■ Short task ■
All entries should be output exactly as they stand.

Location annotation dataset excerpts
----------

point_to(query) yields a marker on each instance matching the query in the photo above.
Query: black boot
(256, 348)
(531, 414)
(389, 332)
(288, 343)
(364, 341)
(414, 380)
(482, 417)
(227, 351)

----------

■ Problem solution ■
point_to(query) yields a marker on each instance matching the query in the photo above.
Query: black boot
(256, 348)
(531, 414)
(389, 332)
(288, 343)
(364, 341)
(414, 380)
(482, 417)
(227, 351)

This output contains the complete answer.